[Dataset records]
=====

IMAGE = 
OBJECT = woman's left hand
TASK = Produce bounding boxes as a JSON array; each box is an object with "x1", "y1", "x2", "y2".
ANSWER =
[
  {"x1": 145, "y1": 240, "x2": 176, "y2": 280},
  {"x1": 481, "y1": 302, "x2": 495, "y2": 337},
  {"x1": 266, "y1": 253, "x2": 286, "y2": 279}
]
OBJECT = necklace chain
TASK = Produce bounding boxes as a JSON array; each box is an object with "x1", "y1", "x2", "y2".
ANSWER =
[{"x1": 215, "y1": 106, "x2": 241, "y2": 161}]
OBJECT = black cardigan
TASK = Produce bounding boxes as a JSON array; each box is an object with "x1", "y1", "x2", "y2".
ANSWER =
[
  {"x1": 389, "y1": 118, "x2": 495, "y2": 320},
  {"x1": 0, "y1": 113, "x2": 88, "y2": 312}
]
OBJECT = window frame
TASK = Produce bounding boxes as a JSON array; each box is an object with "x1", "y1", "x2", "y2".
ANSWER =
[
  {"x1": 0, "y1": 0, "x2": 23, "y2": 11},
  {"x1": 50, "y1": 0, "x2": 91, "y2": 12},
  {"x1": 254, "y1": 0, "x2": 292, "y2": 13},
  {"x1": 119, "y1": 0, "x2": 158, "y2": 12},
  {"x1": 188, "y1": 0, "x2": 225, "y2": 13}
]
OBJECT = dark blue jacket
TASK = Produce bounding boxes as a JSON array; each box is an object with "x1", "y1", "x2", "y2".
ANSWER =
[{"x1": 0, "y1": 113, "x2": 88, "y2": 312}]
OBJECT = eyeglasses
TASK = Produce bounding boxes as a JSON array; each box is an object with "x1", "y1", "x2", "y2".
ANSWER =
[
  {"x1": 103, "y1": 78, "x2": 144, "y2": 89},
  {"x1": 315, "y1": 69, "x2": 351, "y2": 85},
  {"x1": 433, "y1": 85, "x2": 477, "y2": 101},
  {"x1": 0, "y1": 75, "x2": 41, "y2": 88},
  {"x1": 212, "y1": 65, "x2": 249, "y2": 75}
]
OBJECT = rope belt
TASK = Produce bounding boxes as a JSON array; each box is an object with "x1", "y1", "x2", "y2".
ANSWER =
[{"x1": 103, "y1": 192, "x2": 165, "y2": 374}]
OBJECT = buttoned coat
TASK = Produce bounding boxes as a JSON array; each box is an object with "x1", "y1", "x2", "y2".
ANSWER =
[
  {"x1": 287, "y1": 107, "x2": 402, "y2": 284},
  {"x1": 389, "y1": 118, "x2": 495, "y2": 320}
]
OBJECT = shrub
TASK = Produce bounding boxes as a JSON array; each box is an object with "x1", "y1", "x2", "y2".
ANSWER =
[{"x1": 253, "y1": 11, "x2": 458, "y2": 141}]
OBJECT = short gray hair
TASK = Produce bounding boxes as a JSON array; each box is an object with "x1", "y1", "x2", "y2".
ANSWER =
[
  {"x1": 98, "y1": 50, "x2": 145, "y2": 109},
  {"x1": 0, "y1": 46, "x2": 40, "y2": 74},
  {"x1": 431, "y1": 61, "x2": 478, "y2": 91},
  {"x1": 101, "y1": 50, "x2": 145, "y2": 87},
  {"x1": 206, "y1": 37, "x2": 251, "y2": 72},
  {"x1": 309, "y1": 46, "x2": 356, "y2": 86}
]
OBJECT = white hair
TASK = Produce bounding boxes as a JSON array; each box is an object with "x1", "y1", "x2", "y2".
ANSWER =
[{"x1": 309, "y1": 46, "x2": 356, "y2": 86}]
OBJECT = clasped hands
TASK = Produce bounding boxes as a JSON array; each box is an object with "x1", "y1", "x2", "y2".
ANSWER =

=====

* _Exercise brief_: Rewrite all the records above, swapping "Produce" for "Return" everywhere it occurs. Leave everything else unchanged.

* _Response to the exercise_:
IMAGE = 
OBJECT = woman's left hand
TASK = Return bounding boxes as a JSON array; each box is an object with "x1", "y1", "x2", "y2".
ANSWER =
[
  {"x1": 145, "y1": 240, "x2": 176, "y2": 280},
  {"x1": 481, "y1": 302, "x2": 495, "y2": 337},
  {"x1": 266, "y1": 253, "x2": 286, "y2": 279}
]
OBJECT = necklace chain
TASK = Return bounding boxes as a JSON array; each box is an object with "x1", "y1", "x2", "y2".
ANSWER =
[{"x1": 215, "y1": 106, "x2": 241, "y2": 161}]
OBJECT = black cardigan
TASK = Return bounding boxes as a JSON array; each box is an object with "x1", "y1", "x2", "y2".
ANSWER =
[
  {"x1": 389, "y1": 118, "x2": 495, "y2": 320},
  {"x1": 0, "y1": 113, "x2": 88, "y2": 312}
]
OBJECT = window frame
TASK = Return bounding boxes as a JSON array; each box is an object with "x1", "y1", "x2", "y2".
ANSWER =
[
  {"x1": 0, "y1": 0, "x2": 23, "y2": 11},
  {"x1": 50, "y1": 0, "x2": 91, "y2": 12},
  {"x1": 254, "y1": 0, "x2": 292, "y2": 13},
  {"x1": 119, "y1": 0, "x2": 158, "y2": 12},
  {"x1": 188, "y1": 0, "x2": 225, "y2": 13}
]
OBJECT = dark blue jacket
TASK = Return bounding boxes as a JSON array; each box is an object with "x1", "y1", "x2", "y2".
ANSWER =
[{"x1": 0, "y1": 113, "x2": 88, "y2": 312}]
OBJECT = eyeglasses
TASK = Return bounding boxes as a JSON array; each box is an object with "x1", "y1", "x2", "y2".
ANSWER =
[
  {"x1": 103, "y1": 78, "x2": 144, "y2": 89},
  {"x1": 315, "y1": 69, "x2": 351, "y2": 85},
  {"x1": 433, "y1": 85, "x2": 477, "y2": 101},
  {"x1": 0, "y1": 75, "x2": 41, "y2": 88},
  {"x1": 212, "y1": 65, "x2": 249, "y2": 75}
]
OBJECT = rope belt
TASK = Return bounding boxes as a JSON array; each box is an object with "x1", "y1", "x2", "y2".
ANSWER =
[{"x1": 103, "y1": 192, "x2": 165, "y2": 374}]
OBJECT = buttoned coat
TASK = Return bounding boxes as a JSON array; each box is an object with "x1", "y1", "x2", "y2".
ANSWER =
[
  {"x1": 287, "y1": 107, "x2": 402, "y2": 284},
  {"x1": 389, "y1": 118, "x2": 495, "y2": 320}
]
OBJECT = shrub
TASK = Return bounding boxes as a JSON array; each box is an object with "x1", "y1", "x2", "y2".
ANSWER =
[{"x1": 253, "y1": 11, "x2": 458, "y2": 141}]
OBJECT = short gray hair
TASK = Return bounding boxes as a JSON array; each box is an object with "x1", "y1", "x2", "y2".
ANSWER =
[
  {"x1": 98, "y1": 50, "x2": 145, "y2": 109},
  {"x1": 0, "y1": 46, "x2": 40, "y2": 74},
  {"x1": 431, "y1": 61, "x2": 478, "y2": 91},
  {"x1": 101, "y1": 50, "x2": 145, "y2": 87},
  {"x1": 206, "y1": 37, "x2": 251, "y2": 72},
  {"x1": 309, "y1": 46, "x2": 356, "y2": 86}
]
OBJECT = white hair
TASK = Return bounding boxes as a JSON array; each box is an object with "x1", "y1", "x2", "y2".
ANSWER =
[{"x1": 309, "y1": 46, "x2": 356, "y2": 86}]
OBJECT = clasped hands
TASK = Return bounding boxes as a JSON array; each box is an object with "x1", "y1", "x2", "y2".
ANSWER =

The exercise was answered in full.